▶ REQUIREMENTS:
A - Filter the rows down to the lines containing "lanyard" and copy each of those lines.
B - Extend the passage on the equinox, picking up right after its final line.

▶ QUOTED TEXT:
----

Either of the two points (vernal, autumnal) on the celestial sphere where the ecliptic (which is the apparent path of the sun on the sky) intersects the celestial equator. Due to precession, this point moves over time, so positions of stars in catalogues and on atlases are usually referred to a "mean equator and equinox" of a specified standard epoch. For the purposes of the positions of objects dealt with in these ICQ/CBAT/MPC Web pages, the positions are almost always given for "equinox J2000.0", meaning that the reference system is that at the beginning of the year 2000; prior to 1992, most astronomers were using "equinox B1950.0". Many older star atlases and catalogues still in use refer to equinox 1950.0, so observers must be careful when plotting positions (and when reporting positions) to note the proper equinox. (The "B" and "J" preceding the equinox years indicate "Besselian" and "Julian", respectively. See separate definitions for Besselian year and Julian year.) The differences in an object's position when given in equinoxes 1950.0 and 2000.0 amounts to several arc minutes.

Extinction, atmospheric.

----

▶ EXCERPTED RECORDS:

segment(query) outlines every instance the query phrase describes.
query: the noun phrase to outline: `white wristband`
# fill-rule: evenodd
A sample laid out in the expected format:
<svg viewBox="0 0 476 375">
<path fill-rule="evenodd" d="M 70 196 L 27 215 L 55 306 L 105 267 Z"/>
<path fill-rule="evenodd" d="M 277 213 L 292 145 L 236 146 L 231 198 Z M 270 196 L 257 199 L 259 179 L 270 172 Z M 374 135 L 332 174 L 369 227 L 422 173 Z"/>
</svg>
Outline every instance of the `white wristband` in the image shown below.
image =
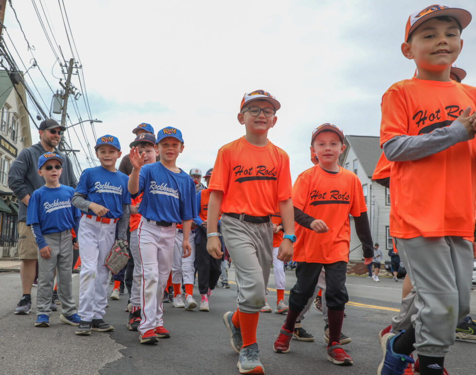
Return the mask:
<svg viewBox="0 0 476 375">
<path fill-rule="evenodd" d="M 207 239 L 209 239 L 210 237 L 213 237 L 214 236 L 216 236 L 217 237 L 221 237 L 221 234 L 219 233 L 218 232 L 214 232 L 213 233 L 207 233 L 206 235 L 206 238 Z"/>
</svg>

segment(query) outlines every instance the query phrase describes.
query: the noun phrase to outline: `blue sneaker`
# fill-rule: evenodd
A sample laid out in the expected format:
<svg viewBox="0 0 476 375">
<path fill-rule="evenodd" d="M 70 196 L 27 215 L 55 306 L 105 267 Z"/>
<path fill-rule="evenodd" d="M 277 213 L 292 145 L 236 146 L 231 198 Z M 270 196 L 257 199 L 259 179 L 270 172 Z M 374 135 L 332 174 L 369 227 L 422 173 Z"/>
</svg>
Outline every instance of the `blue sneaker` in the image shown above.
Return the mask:
<svg viewBox="0 0 476 375">
<path fill-rule="evenodd" d="M 36 317 L 36 321 L 34 322 L 35 327 L 49 327 L 50 317 L 44 314 L 40 314 Z"/>
<path fill-rule="evenodd" d="M 389 332 L 382 338 L 380 346 L 383 352 L 383 359 L 378 365 L 377 375 L 403 375 L 408 363 L 413 363 L 413 358 L 411 357 L 393 351 L 393 342 L 404 332 L 402 331 L 397 336 L 392 332 Z"/>
<path fill-rule="evenodd" d="M 65 316 L 62 314 L 60 315 L 60 320 L 63 323 L 71 324 L 71 325 L 79 325 L 79 323 L 81 321 L 81 318 L 77 314 L 73 314 L 69 316 Z"/>
</svg>

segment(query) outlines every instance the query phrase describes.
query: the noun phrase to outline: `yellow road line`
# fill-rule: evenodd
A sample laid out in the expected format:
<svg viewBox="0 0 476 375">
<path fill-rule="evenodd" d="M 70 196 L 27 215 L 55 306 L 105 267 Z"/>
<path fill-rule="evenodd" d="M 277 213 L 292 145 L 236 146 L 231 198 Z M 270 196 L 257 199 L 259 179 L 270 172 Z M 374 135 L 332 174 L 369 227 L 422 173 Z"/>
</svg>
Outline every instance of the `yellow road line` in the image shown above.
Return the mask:
<svg viewBox="0 0 476 375">
<path fill-rule="evenodd" d="M 234 284 L 235 285 L 237 283 L 234 281 L 232 281 L 231 280 L 228 280 L 228 283 L 229 284 Z M 272 288 L 268 288 L 268 290 L 271 290 L 272 291 L 276 291 L 275 289 L 273 289 Z M 289 294 L 289 291 L 288 290 L 284 291 L 285 294 Z M 388 311 L 395 311 L 398 312 L 400 311 L 398 308 L 392 308 L 391 307 L 387 307 L 385 306 L 377 306 L 375 305 L 365 305 L 365 304 L 359 304 L 358 302 L 352 302 L 349 301 L 347 302 L 347 305 L 351 306 L 354 306 L 356 307 L 365 307 L 366 308 L 375 308 L 378 310 L 386 310 Z"/>
</svg>

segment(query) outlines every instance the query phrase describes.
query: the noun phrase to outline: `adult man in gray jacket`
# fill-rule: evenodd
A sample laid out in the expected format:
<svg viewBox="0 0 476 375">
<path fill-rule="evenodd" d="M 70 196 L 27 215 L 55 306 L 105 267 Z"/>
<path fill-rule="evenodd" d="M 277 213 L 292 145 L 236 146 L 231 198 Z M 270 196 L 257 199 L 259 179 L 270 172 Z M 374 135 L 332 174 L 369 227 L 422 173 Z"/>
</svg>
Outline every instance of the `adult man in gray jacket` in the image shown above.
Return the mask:
<svg viewBox="0 0 476 375">
<path fill-rule="evenodd" d="M 26 211 L 30 195 L 45 183 L 37 170 L 40 156 L 47 152 L 54 152 L 61 156 L 65 162 L 59 179 L 60 183 L 72 188 L 76 188 L 77 184 L 71 161 L 56 149 L 62 133 L 66 130 L 65 127 L 60 126 L 52 119 L 42 122 L 38 131 L 40 141 L 21 150 L 12 163 L 8 172 L 8 187 L 20 200 L 17 229 L 18 256 L 21 261 L 20 277 L 23 295 L 15 309 L 15 313 L 18 315 L 29 314 L 32 306 L 31 293 L 36 272 L 38 247 L 31 229 L 26 225 Z"/>
</svg>

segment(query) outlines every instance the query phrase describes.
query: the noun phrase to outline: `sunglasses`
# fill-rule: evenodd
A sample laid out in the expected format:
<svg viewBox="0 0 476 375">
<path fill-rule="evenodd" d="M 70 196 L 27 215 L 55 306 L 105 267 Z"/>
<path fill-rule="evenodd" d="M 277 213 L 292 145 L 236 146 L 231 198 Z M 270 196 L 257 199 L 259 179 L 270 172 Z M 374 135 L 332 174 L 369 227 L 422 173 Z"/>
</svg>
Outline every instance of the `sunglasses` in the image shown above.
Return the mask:
<svg viewBox="0 0 476 375">
<path fill-rule="evenodd" d="M 56 165 L 47 165 L 45 167 L 45 169 L 46 169 L 47 170 L 51 170 L 52 169 L 53 169 L 53 167 L 55 169 L 61 169 L 61 168 L 63 168 L 59 164 L 56 164 Z"/>
<path fill-rule="evenodd" d="M 61 136 L 64 133 L 62 130 L 55 130 L 54 129 L 48 129 L 47 130 L 51 134 L 56 134 L 57 133 L 58 136 Z"/>
</svg>

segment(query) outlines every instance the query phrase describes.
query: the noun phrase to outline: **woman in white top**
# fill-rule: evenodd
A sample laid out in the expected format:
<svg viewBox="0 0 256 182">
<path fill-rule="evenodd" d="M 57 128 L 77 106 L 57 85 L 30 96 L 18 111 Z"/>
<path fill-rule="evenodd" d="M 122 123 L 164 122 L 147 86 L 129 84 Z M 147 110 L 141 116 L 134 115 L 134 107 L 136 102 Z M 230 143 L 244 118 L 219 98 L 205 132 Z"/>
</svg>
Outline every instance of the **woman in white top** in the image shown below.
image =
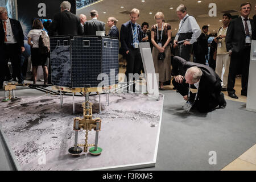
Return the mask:
<svg viewBox="0 0 256 182">
<path fill-rule="evenodd" d="M 33 82 L 34 84 L 36 83 L 38 66 L 39 65 L 42 65 L 44 72 L 44 84 L 46 85 L 47 84 L 48 73 L 47 66 L 46 65 L 46 61 L 48 58 L 48 53 L 40 54 L 38 51 L 39 38 L 42 35 L 43 28 L 43 26 L 41 21 L 39 19 L 36 19 L 33 21 L 32 30 L 30 30 L 27 35 L 27 43 L 31 46 L 31 61 Z"/>
</svg>

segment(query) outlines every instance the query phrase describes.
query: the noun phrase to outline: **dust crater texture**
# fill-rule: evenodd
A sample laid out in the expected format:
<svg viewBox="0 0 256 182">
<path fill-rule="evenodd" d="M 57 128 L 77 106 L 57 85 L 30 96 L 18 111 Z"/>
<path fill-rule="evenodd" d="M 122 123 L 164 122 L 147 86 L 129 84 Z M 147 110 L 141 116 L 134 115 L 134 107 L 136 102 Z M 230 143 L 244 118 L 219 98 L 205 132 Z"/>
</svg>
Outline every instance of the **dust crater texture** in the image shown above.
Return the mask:
<svg viewBox="0 0 256 182">
<path fill-rule="evenodd" d="M 98 96 L 90 96 L 93 118 L 102 120 L 98 146 L 103 151 L 76 157 L 68 149 L 74 144 L 73 119 L 83 117 L 84 97 L 75 97 L 75 114 L 72 96 L 63 96 L 62 107 L 59 96 L 37 97 L 1 103 L 0 126 L 22 170 L 78 170 L 153 161 L 163 96 L 155 101 L 142 94 L 110 94 L 108 105 L 106 94 L 101 94 L 101 113 Z M 89 144 L 94 144 L 95 133 L 89 132 Z M 85 131 L 80 131 L 79 144 L 85 139 Z"/>
</svg>

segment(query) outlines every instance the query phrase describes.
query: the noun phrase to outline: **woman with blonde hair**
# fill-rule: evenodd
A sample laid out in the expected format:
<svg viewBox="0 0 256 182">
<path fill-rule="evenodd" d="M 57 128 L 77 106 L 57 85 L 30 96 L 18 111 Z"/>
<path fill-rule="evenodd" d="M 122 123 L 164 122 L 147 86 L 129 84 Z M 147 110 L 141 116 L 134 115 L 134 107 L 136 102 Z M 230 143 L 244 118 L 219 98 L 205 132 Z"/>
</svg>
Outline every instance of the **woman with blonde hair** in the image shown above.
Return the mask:
<svg viewBox="0 0 256 182">
<path fill-rule="evenodd" d="M 156 73 L 159 74 L 159 89 L 164 90 L 163 83 L 171 80 L 171 25 L 163 22 L 163 13 L 155 15 L 156 24 L 151 27 L 151 42 L 153 44 L 152 56 Z"/>
<path fill-rule="evenodd" d="M 48 72 L 46 61 L 48 58 L 48 53 L 41 54 L 39 51 L 39 38 L 43 31 L 43 26 L 41 21 L 39 19 L 35 19 L 33 21 L 32 30 L 30 30 L 27 35 L 27 43 L 28 45 L 31 46 L 32 72 L 34 84 L 36 84 L 38 66 L 39 65 L 42 65 L 44 72 L 44 84 L 47 84 Z M 47 35 L 46 32 L 46 33 Z"/>
</svg>

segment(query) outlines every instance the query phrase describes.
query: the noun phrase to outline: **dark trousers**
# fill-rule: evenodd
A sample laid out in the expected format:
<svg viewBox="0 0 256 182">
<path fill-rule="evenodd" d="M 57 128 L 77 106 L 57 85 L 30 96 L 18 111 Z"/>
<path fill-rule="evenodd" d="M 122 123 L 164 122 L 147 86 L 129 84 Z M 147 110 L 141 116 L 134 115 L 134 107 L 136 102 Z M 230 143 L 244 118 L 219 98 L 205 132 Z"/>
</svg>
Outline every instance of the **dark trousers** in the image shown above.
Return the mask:
<svg viewBox="0 0 256 182">
<path fill-rule="evenodd" d="M 128 80 L 129 73 L 138 73 L 139 75 L 141 73 L 142 60 L 139 49 L 133 49 L 129 51 L 129 52 L 126 55 L 126 60 L 127 67 L 125 75 L 127 81 L 131 81 L 132 80 L 129 81 Z"/>
<path fill-rule="evenodd" d="M 172 84 L 176 88 L 177 92 L 180 93 L 181 96 L 185 96 L 188 94 L 188 84 L 185 83 L 185 80 L 183 79 L 182 83 L 180 84 L 175 81 L 175 79 L 172 80 Z M 193 85 L 191 85 L 191 88 L 196 88 Z M 210 95 L 208 97 L 207 100 L 200 99 L 197 100 L 195 102 L 193 108 L 197 109 L 201 113 L 209 112 L 212 110 L 214 110 L 215 107 L 219 105 L 222 105 L 226 102 L 224 98 L 224 95 L 223 93 L 221 92 L 221 86 L 217 88 L 217 90 L 215 94 L 215 97 L 211 97 Z M 200 96 L 198 96 L 200 97 Z M 196 93 L 192 93 L 190 92 L 189 101 L 193 102 L 195 101 L 195 97 L 196 97 Z"/>
<path fill-rule="evenodd" d="M 190 56 L 192 49 L 192 45 L 184 46 L 180 44 L 178 46 L 178 55 L 183 58 L 187 61 L 190 61 Z"/>
<path fill-rule="evenodd" d="M 195 61 L 196 63 L 200 63 L 205 65 L 206 64 L 206 55 L 204 53 L 196 53 L 195 55 L 196 60 Z"/>
<path fill-rule="evenodd" d="M 247 94 L 249 70 L 250 65 L 250 46 L 245 47 L 240 52 L 232 52 L 228 78 L 228 92 L 229 94 L 236 93 L 234 89 L 236 76 L 238 72 L 242 73 L 242 94 Z"/>
<path fill-rule="evenodd" d="M 13 66 L 13 75 L 14 78 L 18 77 L 18 81 L 23 81 L 23 77 L 21 72 L 20 65 L 20 47 L 18 44 L 5 44 L 3 49 L 1 51 L 1 58 L 0 61 L 0 87 L 2 87 L 7 71 L 6 67 L 8 61 L 11 60 Z M 3 56 L 2 56 L 3 55 Z"/>
</svg>

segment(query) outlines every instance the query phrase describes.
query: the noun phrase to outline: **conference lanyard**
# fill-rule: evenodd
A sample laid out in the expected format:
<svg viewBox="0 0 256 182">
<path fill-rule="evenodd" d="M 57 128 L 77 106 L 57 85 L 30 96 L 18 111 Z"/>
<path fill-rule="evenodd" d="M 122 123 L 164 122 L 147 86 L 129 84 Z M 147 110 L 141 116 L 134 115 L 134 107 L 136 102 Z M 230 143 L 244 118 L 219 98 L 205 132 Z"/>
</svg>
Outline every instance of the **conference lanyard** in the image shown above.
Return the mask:
<svg viewBox="0 0 256 182">
<path fill-rule="evenodd" d="M 158 26 L 156 25 L 156 28 L 157 28 L 157 32 L 158 32 L 158 41 L 159 41 L 159 35 L 158 33 Z M 163 38 L 163 30 L 164 29 L 164 27 L 163 27 L 163 23 L 162 23 L 162 30 L 161 30 L 161 39 L 160 40 L 160 42 L 162 42 L 162 38 Z"/>
<path fill-rule="evenodd" d="M 181 24 L 180 25 L 180 28 L 179 28 L 178 32 L 180 31 L 180 28 L 181 28 L 181 27 L 183 25 L 184 22 L 185 22 L 185 21 L 187 19 L 187 18 L 188 18 L 188 17 L 190 15 L 188 15 L 188 16 L 187 16 L 186 18 L 185 18 L 185 19 L 184 20 L 184 21 L 182 22 Z"/>
<path fill-rule="evenodd" d="M 197 93 L 198 93 L 198 91 L 196 93 L 196 97 L 195 97 L 194 102 L 195 102 L 195 101 L 196 101 L 196 98 L 197 98 Z M 189 98 L 190 98 L 190 84 L 189 84 L 189 86 L 188 87 L 188 99 L 189 100 Z"/>
<path fill-rule="evenodd" d="M 133 31 L 133 25 L 131 24 L 131 21 L 130 21 L 130 24 L 131 24 L 131 31 L 133 32 L 133 39 L 134 39 L 135 37 L 134 36 L 134 31 Z M 136 32 L 136 40 L 138 41 L 137 23 L 135 23 L 135 29 Z"/>
</svg>

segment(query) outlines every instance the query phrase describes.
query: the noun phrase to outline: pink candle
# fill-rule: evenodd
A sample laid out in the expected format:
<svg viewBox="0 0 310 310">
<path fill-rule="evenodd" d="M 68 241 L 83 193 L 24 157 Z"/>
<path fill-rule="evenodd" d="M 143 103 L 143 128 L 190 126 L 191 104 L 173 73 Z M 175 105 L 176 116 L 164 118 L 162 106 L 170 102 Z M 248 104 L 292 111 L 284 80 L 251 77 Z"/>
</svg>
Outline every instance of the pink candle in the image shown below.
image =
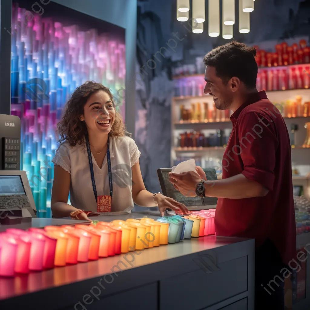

----

▶ REPLIES:
A -
query: the noun phrase to outline: **conference lanyard**
Outline every instance of the **conference lanyard** in the image shown above.

B -
The diminishing of light from astronomical objects due to the earth's atmosphere, in which molecules (air, dust, etc.) of the atmosphere absorb, reflect, and refract light before it reaches the ground. Extinction becomes a severe problem for astronomers when objects are viewed close to (especially within 20 degrees of) the local horizon. There are various methods that have been developed for astronomers to try and compensate for this extinction, but it is always best to make measurements of astronomical objects when they are as high in the sky as possible (to minimize errors).

Referring to the sun. A heliocentric orbit is one based on the sun as one of the two foci of the (elliptical) orbit (or as the center of a circular orbit); a heliocentric magnitude is the brightness of an object as would be seen from a heliocentric distance of 1 AU (which means a distance of 1 AU from the sun).

Julian date (JD).
The interval of time in days (and fraction of a day) since Greenwich noon on Jan. 1, 4713 BC. The JD is always half a day off from Universal Time, because the current definition of JD was introduced when the astronomical day was defined to start at noon (prior to 1925) instead of midnight. Thus, 1995 Oct. 10.0 UT = JD 2450000.5.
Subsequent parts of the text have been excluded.